_Directions for this task:_
Reproduce the rows below without changes, beginning at the line that contains "Task: a point for each instance of the child" and ending after the line that contains "pixel 644 350".

_Input for this task:_
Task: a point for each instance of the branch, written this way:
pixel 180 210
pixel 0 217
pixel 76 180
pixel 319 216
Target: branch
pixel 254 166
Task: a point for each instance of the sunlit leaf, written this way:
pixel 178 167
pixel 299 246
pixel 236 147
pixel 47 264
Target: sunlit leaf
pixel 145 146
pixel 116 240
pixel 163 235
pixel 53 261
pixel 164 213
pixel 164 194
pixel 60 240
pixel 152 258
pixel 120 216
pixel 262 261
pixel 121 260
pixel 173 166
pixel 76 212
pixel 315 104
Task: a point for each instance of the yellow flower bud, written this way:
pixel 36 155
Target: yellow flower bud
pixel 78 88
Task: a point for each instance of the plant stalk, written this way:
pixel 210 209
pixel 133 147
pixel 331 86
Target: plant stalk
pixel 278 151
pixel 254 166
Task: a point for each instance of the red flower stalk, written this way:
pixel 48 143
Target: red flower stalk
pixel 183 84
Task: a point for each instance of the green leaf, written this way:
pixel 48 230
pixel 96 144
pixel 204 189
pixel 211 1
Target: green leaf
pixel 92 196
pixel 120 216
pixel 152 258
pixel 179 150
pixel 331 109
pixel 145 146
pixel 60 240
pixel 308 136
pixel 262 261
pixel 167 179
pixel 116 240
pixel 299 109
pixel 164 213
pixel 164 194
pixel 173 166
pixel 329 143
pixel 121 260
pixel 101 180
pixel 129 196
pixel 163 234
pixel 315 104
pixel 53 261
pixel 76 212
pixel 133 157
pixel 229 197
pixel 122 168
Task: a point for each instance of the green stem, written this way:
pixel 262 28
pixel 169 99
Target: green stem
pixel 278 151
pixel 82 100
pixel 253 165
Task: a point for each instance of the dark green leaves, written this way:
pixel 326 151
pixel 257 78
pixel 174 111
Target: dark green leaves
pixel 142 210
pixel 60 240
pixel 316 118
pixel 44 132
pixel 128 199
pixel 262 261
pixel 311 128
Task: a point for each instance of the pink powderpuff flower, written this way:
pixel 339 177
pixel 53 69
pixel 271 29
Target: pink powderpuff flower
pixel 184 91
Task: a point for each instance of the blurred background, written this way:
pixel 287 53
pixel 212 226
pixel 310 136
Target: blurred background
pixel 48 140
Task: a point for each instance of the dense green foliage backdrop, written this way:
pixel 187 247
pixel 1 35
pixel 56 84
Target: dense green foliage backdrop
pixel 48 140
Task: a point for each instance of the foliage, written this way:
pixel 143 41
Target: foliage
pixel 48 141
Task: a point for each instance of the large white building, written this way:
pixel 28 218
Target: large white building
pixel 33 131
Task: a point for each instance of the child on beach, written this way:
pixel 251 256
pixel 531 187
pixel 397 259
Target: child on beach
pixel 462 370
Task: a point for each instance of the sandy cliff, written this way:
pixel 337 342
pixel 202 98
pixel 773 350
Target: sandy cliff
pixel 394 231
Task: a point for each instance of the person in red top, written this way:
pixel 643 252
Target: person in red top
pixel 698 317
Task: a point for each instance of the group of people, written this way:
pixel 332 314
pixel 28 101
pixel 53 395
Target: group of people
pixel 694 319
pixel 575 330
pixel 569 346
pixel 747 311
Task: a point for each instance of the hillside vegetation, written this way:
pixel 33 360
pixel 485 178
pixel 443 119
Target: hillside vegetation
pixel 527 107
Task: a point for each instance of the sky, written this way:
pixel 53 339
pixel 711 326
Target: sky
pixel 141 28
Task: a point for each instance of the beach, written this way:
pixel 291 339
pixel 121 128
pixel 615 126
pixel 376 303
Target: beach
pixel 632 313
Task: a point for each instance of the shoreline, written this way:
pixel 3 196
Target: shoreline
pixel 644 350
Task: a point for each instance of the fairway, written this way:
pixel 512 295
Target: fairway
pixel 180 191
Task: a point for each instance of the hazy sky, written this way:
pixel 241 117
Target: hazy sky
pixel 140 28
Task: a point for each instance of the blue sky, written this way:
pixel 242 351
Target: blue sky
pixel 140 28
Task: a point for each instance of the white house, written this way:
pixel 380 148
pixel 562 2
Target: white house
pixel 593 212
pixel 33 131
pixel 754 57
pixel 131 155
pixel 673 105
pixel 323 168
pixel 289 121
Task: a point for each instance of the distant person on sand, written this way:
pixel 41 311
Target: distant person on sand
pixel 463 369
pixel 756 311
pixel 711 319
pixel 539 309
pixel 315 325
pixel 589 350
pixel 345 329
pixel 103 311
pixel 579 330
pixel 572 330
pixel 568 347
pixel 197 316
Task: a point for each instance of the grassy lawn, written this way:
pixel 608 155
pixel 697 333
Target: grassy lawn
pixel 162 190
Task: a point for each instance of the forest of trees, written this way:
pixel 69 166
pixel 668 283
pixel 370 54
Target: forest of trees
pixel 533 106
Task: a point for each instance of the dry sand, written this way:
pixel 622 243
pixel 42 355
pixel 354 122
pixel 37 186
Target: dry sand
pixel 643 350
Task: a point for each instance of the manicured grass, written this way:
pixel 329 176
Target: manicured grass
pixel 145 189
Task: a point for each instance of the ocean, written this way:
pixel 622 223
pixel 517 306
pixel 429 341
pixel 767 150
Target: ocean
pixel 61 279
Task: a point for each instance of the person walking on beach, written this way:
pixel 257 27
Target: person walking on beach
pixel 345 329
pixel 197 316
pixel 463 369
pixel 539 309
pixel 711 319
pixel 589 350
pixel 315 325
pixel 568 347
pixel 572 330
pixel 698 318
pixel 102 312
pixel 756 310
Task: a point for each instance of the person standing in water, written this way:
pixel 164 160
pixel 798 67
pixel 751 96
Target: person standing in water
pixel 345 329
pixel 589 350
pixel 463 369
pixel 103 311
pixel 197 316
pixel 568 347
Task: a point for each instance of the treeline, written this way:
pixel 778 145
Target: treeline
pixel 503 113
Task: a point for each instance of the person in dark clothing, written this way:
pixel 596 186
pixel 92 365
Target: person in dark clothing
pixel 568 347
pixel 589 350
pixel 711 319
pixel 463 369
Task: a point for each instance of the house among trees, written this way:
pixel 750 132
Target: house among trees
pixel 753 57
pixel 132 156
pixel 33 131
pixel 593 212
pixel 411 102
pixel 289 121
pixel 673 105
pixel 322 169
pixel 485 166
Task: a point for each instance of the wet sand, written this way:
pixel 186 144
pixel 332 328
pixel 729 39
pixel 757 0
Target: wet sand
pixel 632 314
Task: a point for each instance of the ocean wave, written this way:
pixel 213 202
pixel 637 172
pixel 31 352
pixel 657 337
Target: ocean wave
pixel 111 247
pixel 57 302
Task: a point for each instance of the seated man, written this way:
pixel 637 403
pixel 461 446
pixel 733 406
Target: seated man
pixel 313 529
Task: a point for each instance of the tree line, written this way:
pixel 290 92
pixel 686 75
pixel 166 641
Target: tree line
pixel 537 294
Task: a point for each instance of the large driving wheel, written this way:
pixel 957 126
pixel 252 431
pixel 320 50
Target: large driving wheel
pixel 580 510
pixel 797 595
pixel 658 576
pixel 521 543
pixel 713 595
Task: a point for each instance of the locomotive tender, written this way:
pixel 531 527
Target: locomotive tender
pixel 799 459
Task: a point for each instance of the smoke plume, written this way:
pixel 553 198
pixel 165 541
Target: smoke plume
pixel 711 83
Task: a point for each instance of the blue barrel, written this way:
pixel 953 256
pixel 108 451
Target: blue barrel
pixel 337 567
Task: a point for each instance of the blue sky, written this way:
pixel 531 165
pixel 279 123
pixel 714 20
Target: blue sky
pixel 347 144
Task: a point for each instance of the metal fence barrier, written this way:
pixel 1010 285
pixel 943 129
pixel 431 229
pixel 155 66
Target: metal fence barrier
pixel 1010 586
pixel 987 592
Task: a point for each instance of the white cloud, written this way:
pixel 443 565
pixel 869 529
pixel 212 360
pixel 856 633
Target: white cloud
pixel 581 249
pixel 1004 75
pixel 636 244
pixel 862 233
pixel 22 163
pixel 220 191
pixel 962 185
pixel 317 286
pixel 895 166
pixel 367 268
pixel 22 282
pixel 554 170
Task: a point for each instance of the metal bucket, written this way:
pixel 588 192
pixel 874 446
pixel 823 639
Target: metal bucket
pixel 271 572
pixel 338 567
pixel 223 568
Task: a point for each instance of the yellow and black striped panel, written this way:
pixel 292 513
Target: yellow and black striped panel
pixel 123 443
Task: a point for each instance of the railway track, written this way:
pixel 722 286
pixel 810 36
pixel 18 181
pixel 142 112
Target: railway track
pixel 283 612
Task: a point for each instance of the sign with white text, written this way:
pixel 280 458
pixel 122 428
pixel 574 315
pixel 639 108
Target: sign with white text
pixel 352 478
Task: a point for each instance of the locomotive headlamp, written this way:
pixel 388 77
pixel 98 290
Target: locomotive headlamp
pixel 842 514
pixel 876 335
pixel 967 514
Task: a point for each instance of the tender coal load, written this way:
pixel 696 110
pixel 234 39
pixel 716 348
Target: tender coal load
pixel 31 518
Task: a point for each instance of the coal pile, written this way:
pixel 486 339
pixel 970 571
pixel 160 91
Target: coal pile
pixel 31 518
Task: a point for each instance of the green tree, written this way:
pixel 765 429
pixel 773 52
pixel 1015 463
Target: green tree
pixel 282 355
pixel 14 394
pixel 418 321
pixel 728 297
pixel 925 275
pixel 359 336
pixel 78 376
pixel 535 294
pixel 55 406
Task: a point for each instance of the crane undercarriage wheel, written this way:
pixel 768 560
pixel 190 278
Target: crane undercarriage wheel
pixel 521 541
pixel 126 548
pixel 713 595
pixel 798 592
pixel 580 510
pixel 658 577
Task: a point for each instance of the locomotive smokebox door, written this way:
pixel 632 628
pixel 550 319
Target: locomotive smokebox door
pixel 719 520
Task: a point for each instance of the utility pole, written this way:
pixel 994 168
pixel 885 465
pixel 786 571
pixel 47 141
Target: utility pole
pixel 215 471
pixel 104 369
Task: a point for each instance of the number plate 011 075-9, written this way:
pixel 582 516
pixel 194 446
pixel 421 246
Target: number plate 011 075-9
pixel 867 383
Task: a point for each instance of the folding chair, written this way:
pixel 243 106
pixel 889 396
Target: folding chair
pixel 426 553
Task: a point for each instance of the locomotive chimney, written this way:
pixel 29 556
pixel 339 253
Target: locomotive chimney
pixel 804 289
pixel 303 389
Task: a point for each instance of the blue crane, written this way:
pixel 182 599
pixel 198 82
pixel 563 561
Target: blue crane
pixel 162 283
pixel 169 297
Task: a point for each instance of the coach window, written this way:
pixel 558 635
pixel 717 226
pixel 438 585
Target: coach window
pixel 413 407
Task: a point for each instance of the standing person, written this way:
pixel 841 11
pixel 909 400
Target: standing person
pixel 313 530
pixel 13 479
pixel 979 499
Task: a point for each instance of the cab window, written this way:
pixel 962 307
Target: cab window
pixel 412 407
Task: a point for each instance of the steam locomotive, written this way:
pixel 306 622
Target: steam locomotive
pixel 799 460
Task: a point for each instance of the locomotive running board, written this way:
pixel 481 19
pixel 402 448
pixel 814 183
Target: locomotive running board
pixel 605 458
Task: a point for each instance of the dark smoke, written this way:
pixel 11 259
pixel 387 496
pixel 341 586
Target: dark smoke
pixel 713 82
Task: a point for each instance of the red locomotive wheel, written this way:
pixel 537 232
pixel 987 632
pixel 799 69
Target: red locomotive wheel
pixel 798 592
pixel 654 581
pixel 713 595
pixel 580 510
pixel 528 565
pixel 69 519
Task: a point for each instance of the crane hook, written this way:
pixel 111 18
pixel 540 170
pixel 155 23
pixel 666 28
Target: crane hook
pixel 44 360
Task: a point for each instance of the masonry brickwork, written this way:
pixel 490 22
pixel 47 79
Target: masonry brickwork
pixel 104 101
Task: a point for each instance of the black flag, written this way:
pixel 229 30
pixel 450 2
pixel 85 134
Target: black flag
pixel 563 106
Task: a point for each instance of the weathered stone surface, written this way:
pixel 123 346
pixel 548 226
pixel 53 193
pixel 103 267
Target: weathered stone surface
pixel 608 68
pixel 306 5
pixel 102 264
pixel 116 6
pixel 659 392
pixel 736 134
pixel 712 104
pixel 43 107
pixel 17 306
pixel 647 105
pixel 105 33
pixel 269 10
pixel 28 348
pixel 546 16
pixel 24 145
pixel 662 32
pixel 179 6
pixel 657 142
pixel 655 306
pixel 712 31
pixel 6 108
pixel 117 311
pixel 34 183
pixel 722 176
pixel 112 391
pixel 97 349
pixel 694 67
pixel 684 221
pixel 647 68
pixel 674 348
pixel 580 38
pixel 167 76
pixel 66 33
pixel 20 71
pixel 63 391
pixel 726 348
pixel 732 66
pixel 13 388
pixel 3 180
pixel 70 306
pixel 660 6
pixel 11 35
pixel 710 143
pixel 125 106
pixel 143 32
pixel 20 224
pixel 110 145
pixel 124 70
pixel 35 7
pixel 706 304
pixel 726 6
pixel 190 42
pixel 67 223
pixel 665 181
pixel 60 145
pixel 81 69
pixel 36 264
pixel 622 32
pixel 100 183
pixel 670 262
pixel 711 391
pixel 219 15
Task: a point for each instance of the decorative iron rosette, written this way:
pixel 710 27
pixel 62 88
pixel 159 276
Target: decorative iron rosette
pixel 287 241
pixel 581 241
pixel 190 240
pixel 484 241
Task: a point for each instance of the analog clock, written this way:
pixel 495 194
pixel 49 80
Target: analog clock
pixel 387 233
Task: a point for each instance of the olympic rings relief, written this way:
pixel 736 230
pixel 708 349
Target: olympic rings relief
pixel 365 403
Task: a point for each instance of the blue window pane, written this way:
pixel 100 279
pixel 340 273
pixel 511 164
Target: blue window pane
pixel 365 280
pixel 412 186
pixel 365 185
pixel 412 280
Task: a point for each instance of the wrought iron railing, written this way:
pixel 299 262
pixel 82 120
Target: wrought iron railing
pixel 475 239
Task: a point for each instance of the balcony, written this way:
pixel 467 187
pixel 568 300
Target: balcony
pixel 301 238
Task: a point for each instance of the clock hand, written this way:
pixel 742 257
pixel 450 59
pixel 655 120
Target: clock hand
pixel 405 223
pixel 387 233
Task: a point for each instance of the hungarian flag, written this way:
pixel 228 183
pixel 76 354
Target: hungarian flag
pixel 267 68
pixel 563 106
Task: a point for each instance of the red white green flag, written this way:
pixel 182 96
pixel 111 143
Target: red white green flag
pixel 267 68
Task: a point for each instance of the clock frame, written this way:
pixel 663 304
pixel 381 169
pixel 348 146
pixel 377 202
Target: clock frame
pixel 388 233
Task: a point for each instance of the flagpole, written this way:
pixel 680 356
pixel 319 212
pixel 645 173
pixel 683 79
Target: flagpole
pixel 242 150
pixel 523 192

_Expected output:_
Task: a point for each instance of the child on beach, written this way:
pixel 251 256
pixel 531 187
pixel 397 259
Target: child on beach
pixel 462 370
Task: a point for each instance of the sandy cliff, written this way:
pixel 337 342
pixel 202 98
pixel 773 350
Target: sandy cliff
pixel 394 231
Task: a point for each instance of the person in red top, written this way:
pixel 643 252
Target: person in red top
pixel 698 317
Task: a point for each instance of the group of people, written this way:
pixel 332 314
pixel 28 101
pixel 53 395
Target: group of people
pixel 694 319
pixel 575 330
pixel 569 346
pixel 747 311
Task: a point for each instance of the hillside vegetation, written this way:
pixel 33 360
pixel 485 178
pixel 443 119
Target: hillside vegetation
pixel 527 107
Task: a point for each instance of the sky, written this way:
pixel 53 339
pixel 711 326
Target: sky
pixel 141 28
Task: a point for each instance of the beach, written this way:
pixel 291 339
pixel 121 128
pixel 615 126
pixel 376 303
Target: beach
pixel 632 313
Task: a point for each instance of the shoreline, written this way:
pixel 3 196
Target: shoreline
pixel 644 350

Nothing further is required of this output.